**Artigo:**
________________________________________

Por Luciano Queiroz em 14/03/2025 - 10:26

O foro por prerrogativa de função, conhecido popularmente como foro privilegiado, foi concebido com o objetivo de garantir a independência de autoridades públicas, protegendo-as de perseguições judiciais e políticas e assegurando que fossem julgadas por instâncias superiores, supostamente mais qualificadas e imunes a pressões locais. Entretanto, ao longo dos anos, esse instituto foi deturpado, tornando-se um verdadeiro escudo para políticos e autoridades que desejam escapar da responsabilização de seus atos.

A Constituição Federal de 1988 consagrou o foro privilegiado para diversas autoridades, incluindo o Presidente da República, ministros de Estado, parlamentares, governadores e membros do Judiciário, estabelecendo a competência para julgamento de crimes praticados no cargo e em razão das funções exercidas.

A justificativa inicial era garantir que essas figuras públicas fossem julgadas por tribunais superiores, como o Supremo Tribunal Federal (STF) e o Superior Tribunal de Justiça (STJ), evitando decisões arbitrárias de juízes de instâncias inferiores que poderiam sofrer influências políticas ou regionais. No entanto, esse mecanismo se transformou em um artifício para postergar investigações, dificultar condenações e, muitas vezes, garantir a impunidade de figuras poderosas.

O Foro Privilegiado, que foi concebido para uma proteção Institucional, tem se travestido de blindagem política.

A distorção desse instituto atingiu seu ápice nos últimos anos, especialmente com a atuação do STF, que passou a interpretar sua própria competência de maneira elástica e conveniente, decidindo caso a caso conforme critérios muitas vezes alheios à legalidade estrita. O Supremo, que deveria atuar como um guardião da Constituição, tem assumido um papel ativo na política, interferindo diretamente em processos e alterando a lógica do foro privilegiado conforme o réu envolvido.

Em 2018, o STF decidiu restringir o foro privilegiado para deputados e senadores apenas a crimes cometidos durante o exercício do mandato e relacionados à função pública. Embora essa mudança tenha sido vista como um avanço, o que se observou na prática foi uma aplicação seletiva dessa restrição. Enquanto alguns processos foram rapidamente remetidos à primeira instância, outros permaneceram nas cortes superiores por critérios pouco transparentes, muitas vezes beneficiando aliados políticos ou servindo como instrumento de pressão contra adversários.

________________________________________

[Dados de origem]

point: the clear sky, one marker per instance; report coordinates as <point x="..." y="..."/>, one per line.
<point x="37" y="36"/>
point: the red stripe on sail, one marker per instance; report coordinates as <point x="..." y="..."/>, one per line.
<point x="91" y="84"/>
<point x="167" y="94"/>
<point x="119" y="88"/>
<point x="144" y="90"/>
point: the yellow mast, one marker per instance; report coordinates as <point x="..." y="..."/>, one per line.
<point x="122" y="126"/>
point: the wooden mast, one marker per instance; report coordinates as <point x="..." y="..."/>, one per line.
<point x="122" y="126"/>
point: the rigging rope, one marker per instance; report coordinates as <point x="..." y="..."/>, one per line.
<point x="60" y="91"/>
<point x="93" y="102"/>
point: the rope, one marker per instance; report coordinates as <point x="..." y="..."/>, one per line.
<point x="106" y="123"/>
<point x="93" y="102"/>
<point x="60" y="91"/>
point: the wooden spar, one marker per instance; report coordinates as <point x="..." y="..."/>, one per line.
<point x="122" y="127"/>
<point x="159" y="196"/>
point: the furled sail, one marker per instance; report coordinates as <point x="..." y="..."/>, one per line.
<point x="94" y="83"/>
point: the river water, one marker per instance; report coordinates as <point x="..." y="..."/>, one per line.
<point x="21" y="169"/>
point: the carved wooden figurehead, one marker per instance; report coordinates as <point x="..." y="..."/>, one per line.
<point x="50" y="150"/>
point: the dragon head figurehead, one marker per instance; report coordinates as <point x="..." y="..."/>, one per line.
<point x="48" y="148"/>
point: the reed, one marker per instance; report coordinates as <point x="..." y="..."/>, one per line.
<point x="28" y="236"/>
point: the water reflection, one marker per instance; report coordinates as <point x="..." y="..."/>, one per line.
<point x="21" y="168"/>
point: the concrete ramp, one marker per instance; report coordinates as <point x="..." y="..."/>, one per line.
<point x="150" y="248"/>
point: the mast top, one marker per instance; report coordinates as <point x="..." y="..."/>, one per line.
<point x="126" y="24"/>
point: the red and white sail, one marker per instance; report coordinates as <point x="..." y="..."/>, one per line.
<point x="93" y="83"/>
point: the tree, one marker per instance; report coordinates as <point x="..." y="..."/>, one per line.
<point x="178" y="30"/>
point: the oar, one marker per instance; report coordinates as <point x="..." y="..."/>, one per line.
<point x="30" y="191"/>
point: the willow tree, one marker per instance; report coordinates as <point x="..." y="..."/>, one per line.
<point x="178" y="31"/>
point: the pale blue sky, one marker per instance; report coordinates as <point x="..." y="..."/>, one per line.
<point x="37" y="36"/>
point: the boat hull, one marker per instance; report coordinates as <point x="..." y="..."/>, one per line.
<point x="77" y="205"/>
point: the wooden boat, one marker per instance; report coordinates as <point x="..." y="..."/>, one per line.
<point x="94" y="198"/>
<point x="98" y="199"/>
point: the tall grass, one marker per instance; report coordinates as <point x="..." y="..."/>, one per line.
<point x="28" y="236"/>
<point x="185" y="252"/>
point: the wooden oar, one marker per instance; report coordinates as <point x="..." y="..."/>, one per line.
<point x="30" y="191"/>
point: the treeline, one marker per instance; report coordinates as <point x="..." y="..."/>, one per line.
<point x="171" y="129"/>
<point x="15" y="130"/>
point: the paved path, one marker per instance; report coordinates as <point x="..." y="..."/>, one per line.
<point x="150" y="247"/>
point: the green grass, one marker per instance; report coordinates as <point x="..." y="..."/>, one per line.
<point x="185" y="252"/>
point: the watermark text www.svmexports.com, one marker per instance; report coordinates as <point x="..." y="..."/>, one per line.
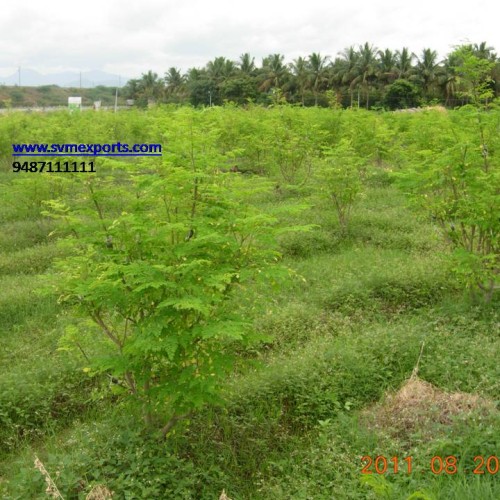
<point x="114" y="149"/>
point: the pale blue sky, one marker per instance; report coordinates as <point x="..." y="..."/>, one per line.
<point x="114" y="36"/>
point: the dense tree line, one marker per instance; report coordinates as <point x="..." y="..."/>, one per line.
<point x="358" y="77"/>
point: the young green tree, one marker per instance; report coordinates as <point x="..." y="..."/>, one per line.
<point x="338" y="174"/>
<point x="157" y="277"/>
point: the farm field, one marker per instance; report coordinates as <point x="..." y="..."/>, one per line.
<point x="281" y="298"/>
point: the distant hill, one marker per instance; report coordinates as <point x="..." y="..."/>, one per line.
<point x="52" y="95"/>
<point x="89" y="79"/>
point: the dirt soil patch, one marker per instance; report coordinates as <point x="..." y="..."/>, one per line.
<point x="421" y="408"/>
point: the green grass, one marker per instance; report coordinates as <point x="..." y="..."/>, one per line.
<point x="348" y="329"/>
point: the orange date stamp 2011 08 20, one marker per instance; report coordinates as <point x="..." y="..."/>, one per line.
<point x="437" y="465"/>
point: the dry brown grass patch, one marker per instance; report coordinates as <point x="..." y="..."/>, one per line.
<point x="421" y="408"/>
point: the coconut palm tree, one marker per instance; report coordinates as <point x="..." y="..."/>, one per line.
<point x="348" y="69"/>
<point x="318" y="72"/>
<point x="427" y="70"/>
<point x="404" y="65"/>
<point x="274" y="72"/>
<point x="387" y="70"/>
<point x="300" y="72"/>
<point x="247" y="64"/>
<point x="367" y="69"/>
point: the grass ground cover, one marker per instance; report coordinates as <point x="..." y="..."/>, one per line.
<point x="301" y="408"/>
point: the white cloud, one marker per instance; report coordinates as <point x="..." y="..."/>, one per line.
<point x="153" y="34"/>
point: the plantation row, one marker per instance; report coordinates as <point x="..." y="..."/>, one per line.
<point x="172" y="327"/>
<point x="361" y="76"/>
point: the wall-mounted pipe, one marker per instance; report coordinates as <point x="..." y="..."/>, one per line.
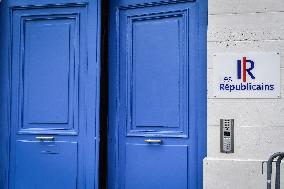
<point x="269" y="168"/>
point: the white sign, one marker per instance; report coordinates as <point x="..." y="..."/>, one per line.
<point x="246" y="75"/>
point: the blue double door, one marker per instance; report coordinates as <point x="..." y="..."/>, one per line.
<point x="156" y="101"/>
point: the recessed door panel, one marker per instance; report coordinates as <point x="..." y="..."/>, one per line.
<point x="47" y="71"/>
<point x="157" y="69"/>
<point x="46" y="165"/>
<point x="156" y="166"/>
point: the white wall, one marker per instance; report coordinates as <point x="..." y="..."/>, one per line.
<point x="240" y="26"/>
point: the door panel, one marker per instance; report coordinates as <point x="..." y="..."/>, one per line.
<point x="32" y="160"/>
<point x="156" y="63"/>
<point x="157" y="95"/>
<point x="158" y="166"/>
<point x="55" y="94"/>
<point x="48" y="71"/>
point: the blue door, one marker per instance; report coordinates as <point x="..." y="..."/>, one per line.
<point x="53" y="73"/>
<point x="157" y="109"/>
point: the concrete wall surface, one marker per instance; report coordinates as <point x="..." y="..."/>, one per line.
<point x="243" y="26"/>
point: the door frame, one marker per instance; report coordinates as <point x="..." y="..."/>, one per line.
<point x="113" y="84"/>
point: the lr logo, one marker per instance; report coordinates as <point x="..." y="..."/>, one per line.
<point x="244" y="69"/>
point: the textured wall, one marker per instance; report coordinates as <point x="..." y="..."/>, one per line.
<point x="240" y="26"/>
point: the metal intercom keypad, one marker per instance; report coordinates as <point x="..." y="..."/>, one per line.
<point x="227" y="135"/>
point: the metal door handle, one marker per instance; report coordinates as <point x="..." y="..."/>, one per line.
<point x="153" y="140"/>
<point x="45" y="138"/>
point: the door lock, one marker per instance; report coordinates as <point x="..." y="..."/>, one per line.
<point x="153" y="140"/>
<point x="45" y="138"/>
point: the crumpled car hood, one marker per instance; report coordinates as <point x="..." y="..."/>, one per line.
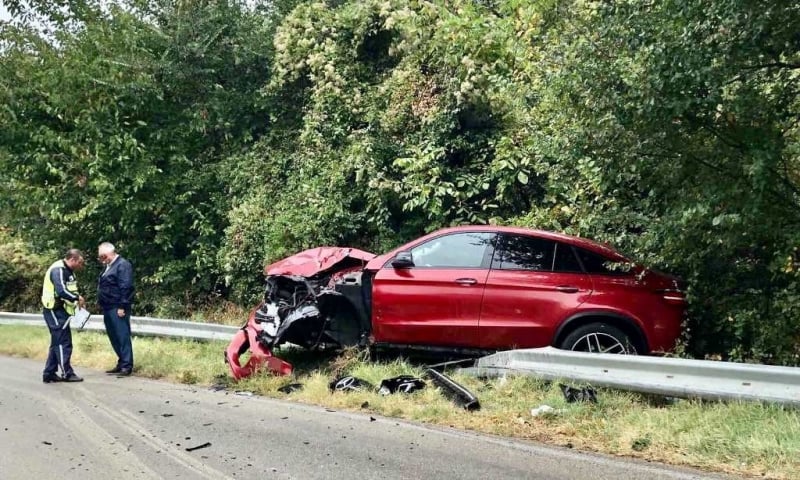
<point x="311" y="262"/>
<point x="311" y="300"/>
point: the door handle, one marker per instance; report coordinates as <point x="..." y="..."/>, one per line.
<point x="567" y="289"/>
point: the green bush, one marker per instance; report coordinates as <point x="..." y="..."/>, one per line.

________________________________________

**Instruções da tarefa:** Por favor, diga em que ano, segundo o artigo, o STF restringiu o foro privilegiado de deputados e senadores. A listagem não tem relação com o artigo.

**Resposta da tarefa:** Em 2018.